[[ Text under study, beginning ]]
A leading human rights group released a report Monday documenting the proliferation of human rights abuses in Iraq since the United States invasion in 2003.

Among the most egregious cases, the 102-page report by Human Rights Watch identifies women, journalists, detainees, and marginalized groups, including internally displaced persons and religious minorities, as the most vulnerable populations in Iraq.

“Beyond the continuing violence and crimes associated with it, human rights abuses are commonplace,” the report found.

It said that in many instances the Iraqi government has failed to pursue “independent and impartial” investigations.“At a Crossroads: Human Rights in Iraq Eight Years After the U.S.-Led Invasion” is based on 178 interviews with individuals from a variety of stations in Iraqi society in seven cities across the country dating back to April 2010.

The Iraqi government is a party to a number of international treaties that clearly define the role of governments in preventing human rights abuses, such as the Convention on the Elimination of All Forms of Discrimination Against Women and the Convention Against Torture. However, the report found that it has often failed to enact and enforce commensurate legal and penal codes.

A large portion of the HRW report focuses on the rights of women and girls. “The biggest victims in Iraq,” says one female rights activist interviewed in Baghdad in 2010, “are young women.”Before the 1991 Gulf War, the rights of women in Iraq were “relatively better protected than other countries in the region,” thanks to a series of legal reforms promulgated by the Ba’ath Party, “specifically aimed at improving the status of women in both the public and private spheres,” the report states.

But as Saddam Hussein began to embrace “Islamic and tribal traditions as a political tool to consolidate his waning power,” the status of women’s rights in Iraq witnessed a dramatic decline. This was only compounded by decades of war, international sanctions, and occupation that negatively affected women and girls’ rights disproportionally.

Forced marriages and prostitution and domestic and sexual abuse are frequent occurrences in Iraq, according to the report.In one case HRW investigated, a 14-year-old Baghdadi was kidnapped in 2010, drugged, taken to a residence that held other Arab and Kurdish girls, and was forced to “sleep with one or two men daily” – a story familiar to many victims of forced prostitution in Iraq.

The report found that because “victims of sexual violence and trafficking have well-grounded fears of reprisals, social ostracism, rejection, or physical violence from their families, and a lack of confidence that authorities have the will or capacity to provide the support or protection required,” many cases go completely unnoticed by the Iraqi government. Even those cases that are referred to authorities are met with investigative reluctance.

Western and Iraqi governments’ seemingly ambivalent response to the myriad human rights abuses include cases in which Iraqi journalists have been threatened or victims of illegal detention have been tortured. Several months of parliamentary gridlock in Iraq beginning in March 2010 caused pending human rights legislation to go unattended.

The HRW report also addresses the disproportionate number of religious minorities and other “marginalized communities” that have been forced from their homes and villages due to lack of security and religious extremism.

Millions of internally displaced Iraqis now face an increasingly precarious situation in what has become a full-fledged humanitarian crisis since the 2003 invasion. While security concerns have limited international humanitarian workers’ access to Iraqi populations most in need, Iraq’s government assistance to local NGOs, better suited to address the humanitarian issues, has been lacking.
[[ Text under study, end ]]
## Work instruction
Copy the passage from the article on human rights in Iraq word for word, beginning at the words "Forced marriages and" and stopping after "with investigative reluctance.".
[[ Supplied material, beginning ]]
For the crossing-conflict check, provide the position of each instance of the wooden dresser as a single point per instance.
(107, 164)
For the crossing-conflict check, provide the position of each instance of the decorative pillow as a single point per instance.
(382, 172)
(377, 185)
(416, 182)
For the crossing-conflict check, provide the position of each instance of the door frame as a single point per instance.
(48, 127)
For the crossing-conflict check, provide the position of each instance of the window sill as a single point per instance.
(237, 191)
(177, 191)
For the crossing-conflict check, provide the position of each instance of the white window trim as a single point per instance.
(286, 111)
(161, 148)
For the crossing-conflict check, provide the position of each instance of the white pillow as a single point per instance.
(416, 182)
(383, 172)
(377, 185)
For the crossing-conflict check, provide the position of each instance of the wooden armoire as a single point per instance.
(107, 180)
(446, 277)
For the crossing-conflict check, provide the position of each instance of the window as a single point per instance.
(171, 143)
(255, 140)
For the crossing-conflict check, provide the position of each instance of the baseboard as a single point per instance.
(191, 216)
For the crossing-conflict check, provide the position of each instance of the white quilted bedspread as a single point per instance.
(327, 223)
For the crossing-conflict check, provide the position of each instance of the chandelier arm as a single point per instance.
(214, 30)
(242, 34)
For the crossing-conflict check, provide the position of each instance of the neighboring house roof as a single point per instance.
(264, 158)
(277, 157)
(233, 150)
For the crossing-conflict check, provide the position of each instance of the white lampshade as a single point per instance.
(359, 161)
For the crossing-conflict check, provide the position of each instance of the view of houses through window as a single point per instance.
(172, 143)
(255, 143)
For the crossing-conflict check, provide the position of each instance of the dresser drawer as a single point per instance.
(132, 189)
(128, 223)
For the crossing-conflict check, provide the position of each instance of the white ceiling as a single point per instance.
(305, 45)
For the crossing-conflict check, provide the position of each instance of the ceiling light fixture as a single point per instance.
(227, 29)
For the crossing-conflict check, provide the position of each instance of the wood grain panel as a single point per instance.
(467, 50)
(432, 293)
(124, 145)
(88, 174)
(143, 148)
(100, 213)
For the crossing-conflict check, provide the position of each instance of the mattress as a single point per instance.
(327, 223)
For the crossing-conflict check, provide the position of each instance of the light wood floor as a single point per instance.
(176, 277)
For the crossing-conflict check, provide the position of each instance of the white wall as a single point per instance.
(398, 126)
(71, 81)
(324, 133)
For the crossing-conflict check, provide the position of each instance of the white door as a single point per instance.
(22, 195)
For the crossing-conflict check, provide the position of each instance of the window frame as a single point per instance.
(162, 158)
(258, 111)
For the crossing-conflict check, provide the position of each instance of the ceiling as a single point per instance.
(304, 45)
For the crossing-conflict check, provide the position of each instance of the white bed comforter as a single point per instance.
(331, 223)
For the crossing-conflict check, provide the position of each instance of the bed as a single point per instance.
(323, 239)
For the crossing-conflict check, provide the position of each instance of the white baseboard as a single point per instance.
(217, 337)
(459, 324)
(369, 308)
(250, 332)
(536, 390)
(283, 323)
[[ Supplied material, end ]]
[[ Supplied material, beginning ]]
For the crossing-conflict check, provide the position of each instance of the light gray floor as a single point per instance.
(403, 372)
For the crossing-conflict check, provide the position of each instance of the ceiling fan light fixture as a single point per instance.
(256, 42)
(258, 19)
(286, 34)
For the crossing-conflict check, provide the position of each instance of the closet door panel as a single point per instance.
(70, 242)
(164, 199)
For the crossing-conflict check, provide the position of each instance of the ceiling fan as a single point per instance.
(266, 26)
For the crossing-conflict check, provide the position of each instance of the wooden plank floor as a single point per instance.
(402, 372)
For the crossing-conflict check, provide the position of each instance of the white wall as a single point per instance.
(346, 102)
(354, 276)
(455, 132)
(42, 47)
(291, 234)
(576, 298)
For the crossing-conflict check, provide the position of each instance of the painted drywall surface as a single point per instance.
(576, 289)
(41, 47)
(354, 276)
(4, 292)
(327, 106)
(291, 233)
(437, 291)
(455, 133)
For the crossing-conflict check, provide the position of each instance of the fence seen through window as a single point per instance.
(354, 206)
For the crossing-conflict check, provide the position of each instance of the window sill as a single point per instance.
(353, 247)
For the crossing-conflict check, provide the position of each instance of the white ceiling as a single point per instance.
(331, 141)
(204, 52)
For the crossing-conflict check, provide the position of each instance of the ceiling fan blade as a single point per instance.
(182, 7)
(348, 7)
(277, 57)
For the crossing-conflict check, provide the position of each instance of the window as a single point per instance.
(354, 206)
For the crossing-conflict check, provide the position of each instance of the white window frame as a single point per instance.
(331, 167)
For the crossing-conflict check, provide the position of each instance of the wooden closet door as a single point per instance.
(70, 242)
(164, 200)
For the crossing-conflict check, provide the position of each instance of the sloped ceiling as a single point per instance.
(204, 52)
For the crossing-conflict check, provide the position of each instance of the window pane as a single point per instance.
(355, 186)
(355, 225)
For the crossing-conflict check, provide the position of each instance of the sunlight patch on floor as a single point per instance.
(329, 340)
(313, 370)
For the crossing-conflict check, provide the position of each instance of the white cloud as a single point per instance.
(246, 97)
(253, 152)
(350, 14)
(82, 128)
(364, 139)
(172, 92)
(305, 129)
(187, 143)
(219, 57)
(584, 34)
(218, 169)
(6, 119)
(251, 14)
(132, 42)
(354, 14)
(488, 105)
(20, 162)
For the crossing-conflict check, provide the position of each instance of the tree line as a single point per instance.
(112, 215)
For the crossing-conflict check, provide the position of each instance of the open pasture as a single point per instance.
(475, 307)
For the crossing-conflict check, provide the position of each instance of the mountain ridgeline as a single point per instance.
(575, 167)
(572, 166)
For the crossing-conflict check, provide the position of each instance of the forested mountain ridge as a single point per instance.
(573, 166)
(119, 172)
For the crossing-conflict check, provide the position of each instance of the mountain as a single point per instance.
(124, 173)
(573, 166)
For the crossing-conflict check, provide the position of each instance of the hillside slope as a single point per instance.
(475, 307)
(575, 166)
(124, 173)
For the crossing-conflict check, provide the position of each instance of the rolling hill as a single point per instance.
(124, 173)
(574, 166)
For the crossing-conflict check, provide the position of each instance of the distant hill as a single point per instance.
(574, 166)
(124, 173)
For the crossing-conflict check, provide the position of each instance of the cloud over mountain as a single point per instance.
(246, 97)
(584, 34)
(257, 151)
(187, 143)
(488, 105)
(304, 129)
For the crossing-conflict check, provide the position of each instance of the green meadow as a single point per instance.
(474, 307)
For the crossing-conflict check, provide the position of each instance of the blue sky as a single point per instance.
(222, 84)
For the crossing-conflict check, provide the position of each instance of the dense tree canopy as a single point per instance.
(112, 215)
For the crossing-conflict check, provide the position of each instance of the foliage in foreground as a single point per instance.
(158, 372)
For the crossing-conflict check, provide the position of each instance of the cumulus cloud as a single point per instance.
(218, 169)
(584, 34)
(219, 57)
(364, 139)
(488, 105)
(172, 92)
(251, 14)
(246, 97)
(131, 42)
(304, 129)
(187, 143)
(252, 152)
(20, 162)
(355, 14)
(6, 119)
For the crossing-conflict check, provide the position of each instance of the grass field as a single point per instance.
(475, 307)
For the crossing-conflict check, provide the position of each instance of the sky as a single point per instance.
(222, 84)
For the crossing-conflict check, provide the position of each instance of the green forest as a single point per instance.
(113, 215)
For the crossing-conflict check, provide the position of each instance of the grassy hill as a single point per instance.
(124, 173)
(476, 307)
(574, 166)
[[ Supplied material, end ]]
## Solution below
Forced marriages and prostitution and domestic and sexual abuse are frequent occurrences in Iraq, according to the report.In one case HRW investigated, a 14-year-old Baghdadi was kidnapped in 2010, drugged, taken to a residence that held other Arab and Kurdish girls, and was forced to “sleep with one or two men daily” – a story familiar to many victims of forced prostitution in Iraq.

The report found that because “victims of sexual violence and trafficking have well-grounded fears of reprisals, social ostracism, rejection, or physical violence from their families, and a lack of confidence that authorities have the will or capacity to provide the support or protection required,” many cases go completely unnoticed by the Iraqi government. Even those cases that are referred to authorities are met with investigative reluctance.